Photo-based referring expression data
________________________________________

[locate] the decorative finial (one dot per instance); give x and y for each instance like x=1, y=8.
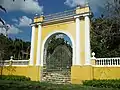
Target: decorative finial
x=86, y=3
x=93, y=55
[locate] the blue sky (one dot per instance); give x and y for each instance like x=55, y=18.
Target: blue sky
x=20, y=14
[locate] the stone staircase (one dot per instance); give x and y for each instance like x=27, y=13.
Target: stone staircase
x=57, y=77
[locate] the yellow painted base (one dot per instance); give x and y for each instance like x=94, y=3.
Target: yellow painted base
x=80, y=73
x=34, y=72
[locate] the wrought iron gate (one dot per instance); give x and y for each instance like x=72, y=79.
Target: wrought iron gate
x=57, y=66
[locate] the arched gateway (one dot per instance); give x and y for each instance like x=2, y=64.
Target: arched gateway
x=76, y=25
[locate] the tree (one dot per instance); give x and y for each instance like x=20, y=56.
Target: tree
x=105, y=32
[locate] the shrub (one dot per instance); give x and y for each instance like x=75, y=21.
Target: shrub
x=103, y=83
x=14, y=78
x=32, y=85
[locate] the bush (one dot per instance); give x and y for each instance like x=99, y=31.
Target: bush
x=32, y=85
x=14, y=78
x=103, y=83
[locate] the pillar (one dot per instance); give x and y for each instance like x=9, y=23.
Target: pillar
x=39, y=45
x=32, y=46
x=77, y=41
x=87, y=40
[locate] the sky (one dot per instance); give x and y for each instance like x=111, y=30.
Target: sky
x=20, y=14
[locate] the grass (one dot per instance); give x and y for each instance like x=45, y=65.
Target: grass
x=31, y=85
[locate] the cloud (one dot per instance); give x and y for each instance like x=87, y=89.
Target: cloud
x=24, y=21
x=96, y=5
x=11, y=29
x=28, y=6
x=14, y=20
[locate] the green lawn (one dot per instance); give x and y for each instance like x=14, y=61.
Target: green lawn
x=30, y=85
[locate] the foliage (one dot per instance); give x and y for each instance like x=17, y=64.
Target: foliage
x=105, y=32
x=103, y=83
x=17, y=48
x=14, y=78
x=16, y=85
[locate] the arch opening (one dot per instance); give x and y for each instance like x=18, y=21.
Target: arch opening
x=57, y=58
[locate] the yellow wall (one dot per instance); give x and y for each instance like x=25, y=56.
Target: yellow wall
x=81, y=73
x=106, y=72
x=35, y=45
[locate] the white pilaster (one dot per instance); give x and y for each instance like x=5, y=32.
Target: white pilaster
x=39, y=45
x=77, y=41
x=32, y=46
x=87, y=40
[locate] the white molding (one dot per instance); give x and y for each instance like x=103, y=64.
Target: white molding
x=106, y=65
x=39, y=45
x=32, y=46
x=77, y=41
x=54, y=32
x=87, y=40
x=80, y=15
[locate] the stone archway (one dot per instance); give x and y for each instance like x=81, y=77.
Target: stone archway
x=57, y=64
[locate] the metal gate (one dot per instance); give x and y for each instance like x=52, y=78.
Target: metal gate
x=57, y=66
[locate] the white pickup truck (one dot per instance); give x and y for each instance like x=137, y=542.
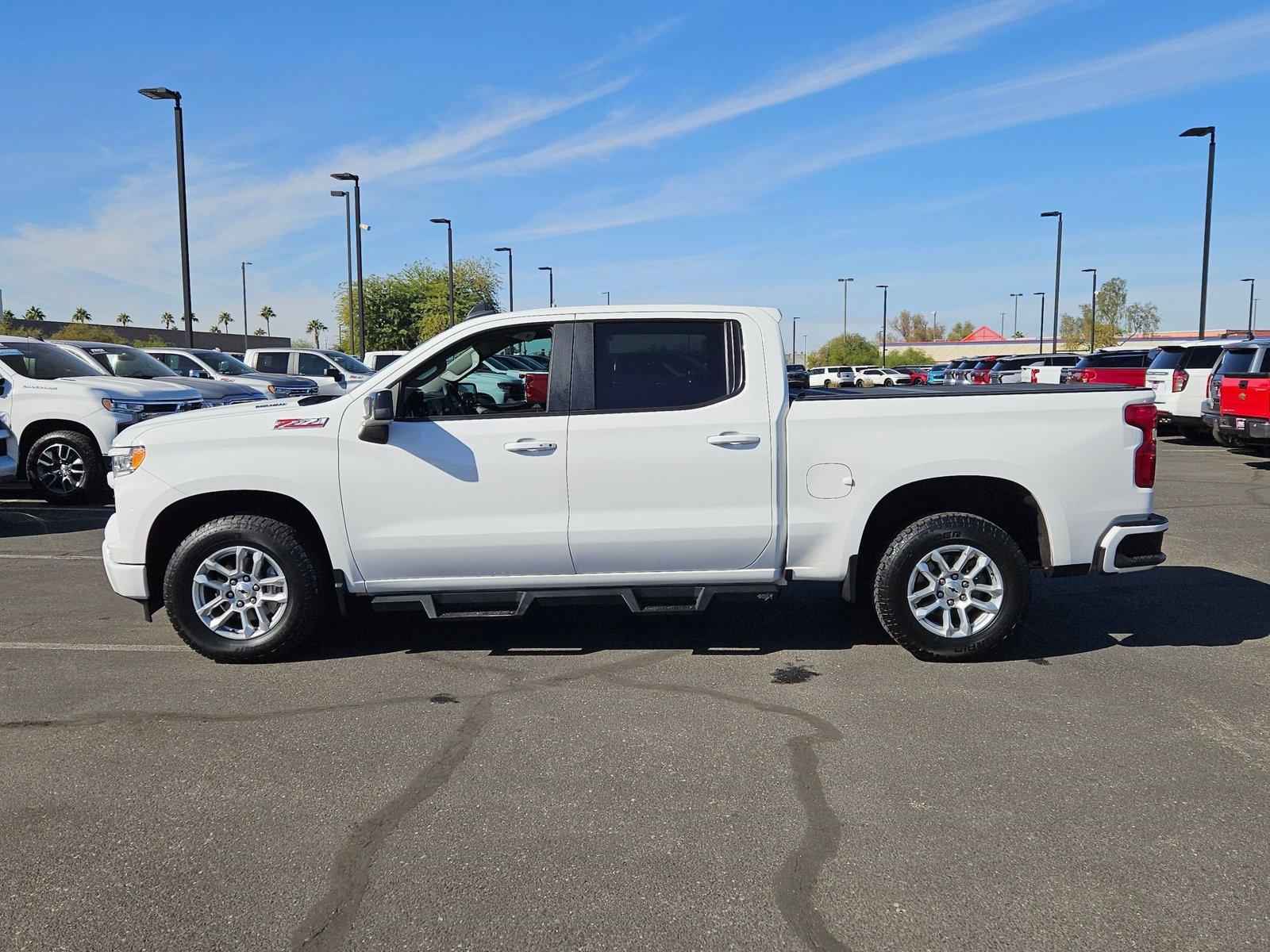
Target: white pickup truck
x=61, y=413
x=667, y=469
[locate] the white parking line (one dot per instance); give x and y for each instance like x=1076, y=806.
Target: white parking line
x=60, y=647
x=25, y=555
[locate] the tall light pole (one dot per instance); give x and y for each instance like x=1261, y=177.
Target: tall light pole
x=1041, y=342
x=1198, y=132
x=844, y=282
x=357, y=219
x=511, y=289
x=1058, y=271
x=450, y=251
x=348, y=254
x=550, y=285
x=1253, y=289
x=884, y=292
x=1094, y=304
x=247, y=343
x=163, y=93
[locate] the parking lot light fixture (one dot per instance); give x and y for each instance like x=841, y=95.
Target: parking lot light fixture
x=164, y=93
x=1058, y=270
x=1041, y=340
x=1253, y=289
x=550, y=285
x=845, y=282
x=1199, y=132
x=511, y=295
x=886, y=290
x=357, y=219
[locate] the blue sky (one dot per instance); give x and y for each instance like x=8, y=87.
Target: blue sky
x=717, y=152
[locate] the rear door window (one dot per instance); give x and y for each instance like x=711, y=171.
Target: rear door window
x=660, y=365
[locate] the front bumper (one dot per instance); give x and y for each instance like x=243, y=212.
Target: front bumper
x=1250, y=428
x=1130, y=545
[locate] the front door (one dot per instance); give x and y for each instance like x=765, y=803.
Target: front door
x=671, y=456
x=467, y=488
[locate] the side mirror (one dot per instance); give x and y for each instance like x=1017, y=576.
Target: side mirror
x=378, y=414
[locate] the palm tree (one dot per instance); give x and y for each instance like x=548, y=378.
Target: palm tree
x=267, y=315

________________________________________

Task statement:
Reprint exactly the lines above that start at the one with "Target: white parking line" and end at the one with "[locate] the tall", keeping both and adding none.

Task solution:
Target: white parking line
x=60, y=647
x=25, y=555
[locate] the tall light pole (one dot per instance); give x and y for each instance like x=1261, y=177.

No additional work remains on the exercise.